Annotated coordinate records:
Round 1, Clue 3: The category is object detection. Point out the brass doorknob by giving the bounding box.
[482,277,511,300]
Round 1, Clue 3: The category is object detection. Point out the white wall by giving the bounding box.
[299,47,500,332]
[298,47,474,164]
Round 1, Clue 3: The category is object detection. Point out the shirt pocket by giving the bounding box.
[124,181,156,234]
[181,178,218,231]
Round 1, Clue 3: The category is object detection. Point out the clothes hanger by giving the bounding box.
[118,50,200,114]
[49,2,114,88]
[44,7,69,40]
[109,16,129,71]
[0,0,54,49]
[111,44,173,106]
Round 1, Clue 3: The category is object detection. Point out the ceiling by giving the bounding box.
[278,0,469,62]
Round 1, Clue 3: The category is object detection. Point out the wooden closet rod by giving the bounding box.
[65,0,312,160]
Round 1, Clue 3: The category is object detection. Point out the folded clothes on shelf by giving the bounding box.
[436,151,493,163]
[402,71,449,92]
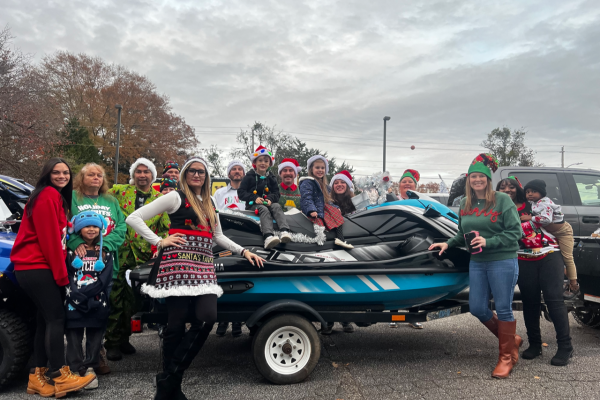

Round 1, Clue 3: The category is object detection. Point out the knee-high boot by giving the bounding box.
[492,320,517,379]
[483,313,523,366]
[522,303,542,360]
[167,322,214,400]
[163,326,185,372]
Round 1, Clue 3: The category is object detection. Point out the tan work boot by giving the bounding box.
[52,365,96,399]
[27,367,54,397]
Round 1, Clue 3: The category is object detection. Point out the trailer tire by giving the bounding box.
[0,310,31,386]
[571,308,600,329]
[252,314,321,385]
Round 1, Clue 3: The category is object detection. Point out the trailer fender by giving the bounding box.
[246,299,326,328]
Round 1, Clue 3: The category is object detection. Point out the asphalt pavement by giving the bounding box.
[0,312,600,400]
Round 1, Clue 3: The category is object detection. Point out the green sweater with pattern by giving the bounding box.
[279,183,301,211]
[448,192,521,262]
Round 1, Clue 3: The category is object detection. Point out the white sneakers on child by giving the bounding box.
[265,236,281,250]
[280,231,292,243]
[335,239,354,249]
[84,368,98,390]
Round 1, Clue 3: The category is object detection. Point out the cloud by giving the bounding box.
[0,0,600,179]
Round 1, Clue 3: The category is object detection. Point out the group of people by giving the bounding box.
[5,146,576,399]
[429,153,577,378]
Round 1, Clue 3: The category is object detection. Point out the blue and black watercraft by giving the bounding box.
[131,195,469,311]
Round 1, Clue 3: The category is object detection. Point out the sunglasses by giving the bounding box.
[187,168,206,176]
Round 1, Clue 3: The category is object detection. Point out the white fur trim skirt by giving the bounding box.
[141,283,223,299]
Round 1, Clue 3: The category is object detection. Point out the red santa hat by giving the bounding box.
[306,154,329,175]
[250,144,275,168]
[129,157,156,185]
[329,170,354,192]
[278,158,302,176]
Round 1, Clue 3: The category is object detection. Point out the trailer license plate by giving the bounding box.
[427,306,460,321]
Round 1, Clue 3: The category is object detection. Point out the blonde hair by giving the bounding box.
[308,160,332,204]
[464,174,496,211]
[179,161,218,231]
[73,163,108,199]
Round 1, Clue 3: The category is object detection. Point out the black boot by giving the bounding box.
[550,346,573,367]
[167,322,214,400]
[154,372,177,400]
[231,322,242,337]
[163,326,185,372]
[216,322,229,336]
[521,303,542,360]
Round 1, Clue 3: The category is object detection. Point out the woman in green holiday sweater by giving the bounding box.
[67,163,127,375]
[429,154,523,378]
[67,163,127,279]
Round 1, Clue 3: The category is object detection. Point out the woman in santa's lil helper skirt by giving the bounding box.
[126,157,264,399]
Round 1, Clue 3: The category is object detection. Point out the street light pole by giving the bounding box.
[115,104,123,185]
[383,117,390,172]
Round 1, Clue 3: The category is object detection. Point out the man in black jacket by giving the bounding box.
[238,146,292,249]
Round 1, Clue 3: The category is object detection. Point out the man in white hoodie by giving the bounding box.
[214,160,246,210]
[213,160,246,336]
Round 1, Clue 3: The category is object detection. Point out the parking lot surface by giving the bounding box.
[0,312,600,400]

What you need to do: All entries are to be retyped exactly. Omit any embedded images.

Solution:
Round 1, Clue 3: The category is object detection. Point out the brass doorknob by giving the bounding box.
[482,277,511,300]
Round 1, Clue 3: The category is object detection. Point out the white wall by giving the bounding box.
[299,47,500,332]
[298,47,474,164]
Round 1, Clue 3: The category is object detection. Point out the shirt pocket by giving the bounding box.
[124,181,156,234]
[181,178,218,231]
Round 1, Clue 3: The category is object detection. Point out the clothes hanger by giving the bounding box.
[118,50,200,114]
[49,2,114,88]
[44,7,69,40]
[109,16,129,71]
[0,0,54,49]
[111,44,173,106]
Round 1, Clue 3: The category is object detection. Point out the ceiling by giving the bounding box.
[278,0,469,62]
Round 1, Clue 3: The category is object detection. Point out the wooden closet rod by giving the bounding box.
[65,0,312,160]
Round 1, Clue 3: The category is object detection. Point out the folded clothes on shelf by giving the bounding box.
[436,151,493,163]
[402,71,449,92]

Round 1, Clue 3: The category is object detection. Point out the knee-high boot by giving the bounding box.
[492,320,517,379]
[483,313,523,366]
[522,303,542,360]
[167,322,214,400]
[163,326,185,372]
Round 1, Clue 3: The category is object detection. Point out the tan work boot by giving the bounding box.
[52,365,96,399]
[27,367,54,397]
Round 1, Clue 3: The category is object detection. Point out the trailer tire by giving the bounding box.
[0,310,31,386]
[571,308,600,329]
[252,314,321,385]
Round 1, Clue 3: The category is object detection. Point out the trailer fender by giving the bounding box.
[246,299,326,328]
Round 1, Clue 3: The category is object detection. Point out the asphalt pavement by giving the bounding box.
[0,312,600,400]
Round 1, Clue 3: The category is object detection. Point out the green sweater with pattern by giving the bounding box.
[279,183,301,211]
[448,192,521,262]
Round 1, Clue 3: The category is object detection. Point out the white sneakers on child by giving the bounding box.
[265,236,281,250]
[280,231,292,243]
[335,239,354,249]
[84,368,98,390]
Round 1, Clue 3: The category is object detection. Point out the cloud by giving the bounding box.
[0,0,600,179]
Round 1, Clue 3: The category is object detection. Point out the group of people by giving the bounding box.
[5,146,576,399]
[429,153,577,378]
Round 1, Clue 3: The category is object detection. Point out the blue and black watercraft by giving the bounding box.
[131,195,469,311]
Round 1, Clue 3: The category is object detection. Point out the sunglasses by giving the bounding box.
[187,168,206,176]
Round 1, Clue 3: The category is object detection. Point out the white fur trim skirt by giving the bounding box.
[141,283,223,299]
Round 1, Clue 3: The category is object detection. Point out the red santa hat by giving the bounding box.
[306,154,329,175]
[250,144,275,168]
[129,157,156,185]
[329,170,354,192]
[278,158,302,176]
Round 1, Clue 3: The category is object detection. Point out the trailer license plate by giving the bounding box.
[427,306,460,321]
Round 1, Clue 3: The category is object detection. Point out the blonde hair by giving the bounding box.
[308,160,332,204]
[464,174,496,211]
[179,161,218,231]
[73,163,108,199]
Round 1, Clue 3: The category is object detection. Point out the black boot by giving the bounding box.
[550,346,573,367]
[167,322,214,400]
[154,372,177,400]
[231,322,242,337]
[163,326,185,372]
[216,322,229,336]
[521,303,542,360]
Round 1, Clue 3: The category is object detection. Point out the woman in green holiday sweater by giving the bounding box.
[67,163,127,375]
[429,154,523,378]
[67,163,127,279]
Round 1, Clue 3: The category is object detection. Point out the woman in santa's lil helper skirt by giving the bounding box.
[126,157,264,399]
Round 1, Clue 3: The category is object detection. Point out the street light pole by giving the bounding box.
[115,104,123,185]
[383,117,390,172]
Round 1, Clue 3: The category is object detection. Point out the man in black jacket by giving the bounding box.
[238,146,292,249]
Round 1, Clue 3: The category is object detection. Point out the man in white hoodie by giving the bounding box.
[214,160,246,210]
[213,160,246,336]
Round 1, Clue 3: The category is object detection. Point out the parking lot surface by giving the bounding box.
[0,312,600,400]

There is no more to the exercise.